* _Records for the task_
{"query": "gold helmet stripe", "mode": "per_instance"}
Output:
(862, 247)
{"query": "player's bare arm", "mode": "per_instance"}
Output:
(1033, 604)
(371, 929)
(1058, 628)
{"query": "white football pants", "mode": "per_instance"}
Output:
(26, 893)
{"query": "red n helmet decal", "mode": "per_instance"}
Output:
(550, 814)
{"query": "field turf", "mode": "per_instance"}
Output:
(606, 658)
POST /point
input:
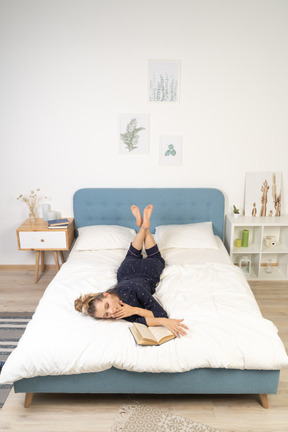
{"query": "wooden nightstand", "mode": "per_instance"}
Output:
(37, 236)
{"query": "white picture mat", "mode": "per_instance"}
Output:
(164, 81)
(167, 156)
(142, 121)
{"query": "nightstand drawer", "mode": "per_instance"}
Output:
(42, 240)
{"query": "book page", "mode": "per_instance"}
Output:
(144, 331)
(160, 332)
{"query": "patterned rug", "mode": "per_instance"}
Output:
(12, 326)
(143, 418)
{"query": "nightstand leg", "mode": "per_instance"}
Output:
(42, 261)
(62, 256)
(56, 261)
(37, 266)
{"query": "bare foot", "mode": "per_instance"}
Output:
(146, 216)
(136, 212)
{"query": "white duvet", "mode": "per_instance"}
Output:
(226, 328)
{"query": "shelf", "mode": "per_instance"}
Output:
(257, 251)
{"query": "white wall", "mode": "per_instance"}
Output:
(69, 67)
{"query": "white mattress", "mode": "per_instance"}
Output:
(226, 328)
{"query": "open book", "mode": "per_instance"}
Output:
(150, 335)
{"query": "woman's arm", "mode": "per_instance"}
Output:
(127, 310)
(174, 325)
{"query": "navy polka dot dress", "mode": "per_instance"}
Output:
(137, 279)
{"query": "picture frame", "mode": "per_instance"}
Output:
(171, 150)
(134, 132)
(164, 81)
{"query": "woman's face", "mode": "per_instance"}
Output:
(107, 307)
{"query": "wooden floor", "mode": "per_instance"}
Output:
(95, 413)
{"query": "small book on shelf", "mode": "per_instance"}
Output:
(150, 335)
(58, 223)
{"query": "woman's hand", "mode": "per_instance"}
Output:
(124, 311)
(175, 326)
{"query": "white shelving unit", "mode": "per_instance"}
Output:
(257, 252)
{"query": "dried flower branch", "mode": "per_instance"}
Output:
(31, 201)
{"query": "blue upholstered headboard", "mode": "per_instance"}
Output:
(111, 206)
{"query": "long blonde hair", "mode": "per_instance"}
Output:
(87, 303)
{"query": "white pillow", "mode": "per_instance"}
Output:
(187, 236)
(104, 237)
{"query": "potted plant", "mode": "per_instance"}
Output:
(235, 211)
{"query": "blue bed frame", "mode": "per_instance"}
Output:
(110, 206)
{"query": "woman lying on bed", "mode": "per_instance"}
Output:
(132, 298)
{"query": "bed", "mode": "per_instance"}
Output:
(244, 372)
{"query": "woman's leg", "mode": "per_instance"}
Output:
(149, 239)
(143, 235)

* _What to do_
Copy each entry exactly as written, and drop the pictures from the copy.

* _Task result_
{"query": "gold helmet stripe", "mode": "per_instance"}
Output:
(862, 247)
{"query": "player's bare arm", "mode": "per_instance"}
Output:
(1033, 604)
(371, 929)
(1058, 628)
{"query": "white football pants", "mode": "per_instance"}
Output:
(26, 893)
{"query": "red n helmet decal", "mode": "per_instance"}
Output:
(550, 814)
{"query": "field turf", "mode": "per_instance"}
Output:
(606, 658)
POST /point
input:
{"query": "wooden nightstand", "mode": "per_instance"}
Output:
(37, 236)
{"query": "white picture mat", "mode": "per_instance"}
Output:
(164, 81)
(167, 156)
(142, 121)
{"query": "nightstand drawer", "mode": "per_instance"}
Output:
(42, 240)
{"query": "book page", "mode": "per_instance"}
Output:
(144, 331)
(160, 332)
{"query": "patterned rug", "mode": "per_instance"}
Output:
(12, 326)
(143, 418)
{"query": "nightstand leg", "mode": "per_instance"}
Output:
(42, 261)
(62, 256)
(56, 261)
(37, 266)
{"query": "bare foot", "mode": "per_instance"}
Output:
(146, 216)
(136, 212)
{"query": "white duvet", "mode": "per_instance"}
Output:
(226, 328)
{"query": "shelf", "mode": "per_instance"}
Output:
(257, 251)
{"query": "white wall", "mode": "per_instance"}
Output:
(69, 67)
{"query": "white mattress", "mode": "per_instance"}
Output:
(226, 328)
{"query": "open book", "mode": "per_instance"}
Output:
(150, 335)
{"query": "woman's arm", "mode": "per_instance"}
Output:
(127, 310)
(174, 325)
{"query": "navy polka dot dress", "mode": "per_instance"}
Output:
(137, 279)
{"query": "picture frame", "mode": "per_instance"}
Output:
(171, 150)
(134, 132)
(164, 81)
{"query": "woman's face", "mode": "per_instance"}
Output:
(107, 307)
{"query": "wooden floor", "mode": "per_instance"}
Output:
(95, 413)
{"query": "small book on shelf", "mode": "per_instance"}
Output:
(150, 335)
(58, 223)
{"query": "woman's hand", "mode": "per_instance"}
Output:
(124, 311)
(175, 326)
{"query": "white shelving unit", "mode": "per_instance"}
Output:
(257, 252)
{"query": "dried flower branch", "mode": "per_instance"}
Output:
(31, 201)
{"query": "blue upholstered headboard", "mode": "per_instance"}
Output:
(111, 206)
{"query": "long blonde hair", "mode": "per_instance"}
Output:
(87, 303)
{"query": "white pillow", "mode": "per_instance"}
Output:
(187, 236)
(104, 237)
{"query": "potted plant", "mode": "per_instance"}
Output:
(235, 211)
{"query": "blue bed frame", "mode": "per_instance"}
Output:
(110, 206)
{"query": "woman lying on bed", "mode": "per_instance"}
Output:
(132, 298)
{"query": "bed", "mode": "per_instance"}
Output:
(244, 372)
{"query": "woman's leg", "mode": "per_instance"}
Output:
(149, 239)
(143, 235)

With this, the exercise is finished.